# Requests:
a. Rewrite the paragraph of the journal extract that begins "Not bad!" as a short bulleted list, keeping its main facts.
b. Answer these questions from the journal extract, one per line:
(i) About how long has it been since the writer consumed less than 2000 calories?
(ii) Why did the writer not get up early as planned?
(iii) What wake-up time does the writer hope to reach next week?

Not bad! I don't know how long it has been since I consumed less than 2000 calories. Probably two or three months and that is a long time. I didn't get up early as I planned this morning. Cos I didn't really go to bed on time. One thing led to another and you know the rest. So I didn't have a morning yoga session. I'm a little particular about yoga. I want the house calm and quiet. When I open the window I want the fresh morning air filling up the room, etc. I'm gonna work on my sleeping schedule like a maniac though. Cos I will have to have a better structure soon when hopefully I get a job. And I need to fix it now cos first of all early morning is my favorite time of the day and I miss it. Also I do feel better when I can get up early like 7am. I'm hoping to be waking up at 6am next week! I really really want it. I can have my yoga and have walks in that beautiful fresh air and feel better about my day!

# Recorded information:
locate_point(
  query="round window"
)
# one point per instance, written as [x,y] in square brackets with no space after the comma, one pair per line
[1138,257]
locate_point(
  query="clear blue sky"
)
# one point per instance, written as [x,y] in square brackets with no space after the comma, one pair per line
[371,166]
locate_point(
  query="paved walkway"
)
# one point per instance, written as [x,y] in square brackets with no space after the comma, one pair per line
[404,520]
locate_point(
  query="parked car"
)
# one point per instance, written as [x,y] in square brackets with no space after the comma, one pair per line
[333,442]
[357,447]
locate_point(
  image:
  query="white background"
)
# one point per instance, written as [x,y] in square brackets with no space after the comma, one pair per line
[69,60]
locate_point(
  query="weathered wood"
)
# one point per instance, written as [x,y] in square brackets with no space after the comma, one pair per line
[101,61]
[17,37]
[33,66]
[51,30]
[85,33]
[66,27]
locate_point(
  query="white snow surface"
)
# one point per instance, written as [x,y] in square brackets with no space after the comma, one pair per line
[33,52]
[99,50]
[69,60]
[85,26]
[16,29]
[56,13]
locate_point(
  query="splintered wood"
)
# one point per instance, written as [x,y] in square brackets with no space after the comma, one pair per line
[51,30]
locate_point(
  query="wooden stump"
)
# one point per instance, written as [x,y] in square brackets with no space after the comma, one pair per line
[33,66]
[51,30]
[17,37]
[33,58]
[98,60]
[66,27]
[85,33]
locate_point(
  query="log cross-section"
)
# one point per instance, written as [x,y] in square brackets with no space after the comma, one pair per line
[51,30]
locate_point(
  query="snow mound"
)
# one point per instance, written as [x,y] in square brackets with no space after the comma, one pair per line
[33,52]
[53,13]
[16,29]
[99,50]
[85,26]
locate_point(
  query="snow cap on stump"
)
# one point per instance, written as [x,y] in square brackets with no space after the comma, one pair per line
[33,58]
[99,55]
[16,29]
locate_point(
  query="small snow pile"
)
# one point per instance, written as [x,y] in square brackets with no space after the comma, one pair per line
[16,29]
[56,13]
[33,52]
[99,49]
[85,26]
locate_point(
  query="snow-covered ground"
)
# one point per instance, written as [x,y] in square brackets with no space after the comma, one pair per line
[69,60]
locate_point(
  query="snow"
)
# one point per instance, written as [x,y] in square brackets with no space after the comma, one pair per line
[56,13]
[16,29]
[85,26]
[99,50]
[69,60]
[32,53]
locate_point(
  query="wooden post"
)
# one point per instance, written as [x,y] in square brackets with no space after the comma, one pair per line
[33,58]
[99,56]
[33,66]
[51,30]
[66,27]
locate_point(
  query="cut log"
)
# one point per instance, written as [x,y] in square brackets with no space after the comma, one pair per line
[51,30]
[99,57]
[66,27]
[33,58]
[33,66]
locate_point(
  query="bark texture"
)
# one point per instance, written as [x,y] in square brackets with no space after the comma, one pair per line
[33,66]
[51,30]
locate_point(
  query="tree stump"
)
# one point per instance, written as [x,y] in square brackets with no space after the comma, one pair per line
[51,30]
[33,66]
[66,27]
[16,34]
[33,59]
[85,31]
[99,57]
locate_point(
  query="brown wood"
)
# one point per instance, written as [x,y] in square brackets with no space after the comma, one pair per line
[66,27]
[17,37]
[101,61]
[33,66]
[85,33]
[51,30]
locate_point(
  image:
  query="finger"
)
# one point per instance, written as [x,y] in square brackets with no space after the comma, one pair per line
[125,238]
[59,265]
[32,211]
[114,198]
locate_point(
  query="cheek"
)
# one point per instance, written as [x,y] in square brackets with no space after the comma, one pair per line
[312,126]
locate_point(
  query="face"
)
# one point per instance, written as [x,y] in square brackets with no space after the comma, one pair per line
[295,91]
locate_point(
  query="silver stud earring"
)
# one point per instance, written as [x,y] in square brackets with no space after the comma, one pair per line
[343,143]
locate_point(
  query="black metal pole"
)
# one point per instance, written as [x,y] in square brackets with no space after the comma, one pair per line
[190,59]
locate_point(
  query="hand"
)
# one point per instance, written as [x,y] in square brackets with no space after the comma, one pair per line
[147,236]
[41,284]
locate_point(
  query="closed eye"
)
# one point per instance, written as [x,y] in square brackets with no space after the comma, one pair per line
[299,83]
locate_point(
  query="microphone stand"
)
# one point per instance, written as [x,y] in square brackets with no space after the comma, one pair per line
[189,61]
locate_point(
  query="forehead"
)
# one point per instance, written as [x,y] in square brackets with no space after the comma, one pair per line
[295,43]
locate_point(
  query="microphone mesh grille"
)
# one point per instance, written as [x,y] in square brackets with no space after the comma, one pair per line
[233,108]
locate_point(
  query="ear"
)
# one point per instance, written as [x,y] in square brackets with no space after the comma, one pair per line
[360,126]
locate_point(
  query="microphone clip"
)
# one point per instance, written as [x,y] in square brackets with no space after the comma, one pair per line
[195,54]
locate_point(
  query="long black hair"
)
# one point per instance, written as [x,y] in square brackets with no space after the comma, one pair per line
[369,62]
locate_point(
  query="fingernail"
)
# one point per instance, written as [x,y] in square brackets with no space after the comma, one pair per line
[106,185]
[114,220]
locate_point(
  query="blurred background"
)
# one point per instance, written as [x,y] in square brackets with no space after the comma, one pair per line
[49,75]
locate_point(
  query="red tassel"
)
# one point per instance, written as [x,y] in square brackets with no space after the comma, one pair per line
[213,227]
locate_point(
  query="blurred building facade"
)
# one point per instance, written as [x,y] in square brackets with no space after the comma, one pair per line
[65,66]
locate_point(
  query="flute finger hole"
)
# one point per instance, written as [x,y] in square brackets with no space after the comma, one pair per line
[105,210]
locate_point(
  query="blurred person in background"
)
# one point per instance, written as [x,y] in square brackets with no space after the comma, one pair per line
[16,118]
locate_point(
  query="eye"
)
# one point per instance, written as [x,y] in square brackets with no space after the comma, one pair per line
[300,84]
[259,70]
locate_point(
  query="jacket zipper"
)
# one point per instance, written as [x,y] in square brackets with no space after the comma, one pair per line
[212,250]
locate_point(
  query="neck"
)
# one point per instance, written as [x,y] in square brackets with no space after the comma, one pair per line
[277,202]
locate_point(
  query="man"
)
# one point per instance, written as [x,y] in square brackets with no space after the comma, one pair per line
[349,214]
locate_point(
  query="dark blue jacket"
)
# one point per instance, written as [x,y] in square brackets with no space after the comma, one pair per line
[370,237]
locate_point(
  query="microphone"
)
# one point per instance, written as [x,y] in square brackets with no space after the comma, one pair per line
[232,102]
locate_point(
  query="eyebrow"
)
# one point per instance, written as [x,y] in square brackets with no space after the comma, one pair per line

# Solutions to the tasks:
a.
- Ate under 2,000 calories, likely the first time in two or three months.
- Went to bed late and missed the planned early start, so skipped morning yoga.
- Prefers yoga in a calm, quiet house with fresh morning air from an open window.
- Plans to fix the sleep schedule now, ahead of the structure a hoped-for job will require.
- Early morning is a favorite time of day, and getting up around 7am feels better.
- Hopes to wake at 6am next week, for yoga and walks in the fresh air.

b.
(i) Probably two or three months.
(ii) The writer didn't really go to bed on time.
(iii) 6am.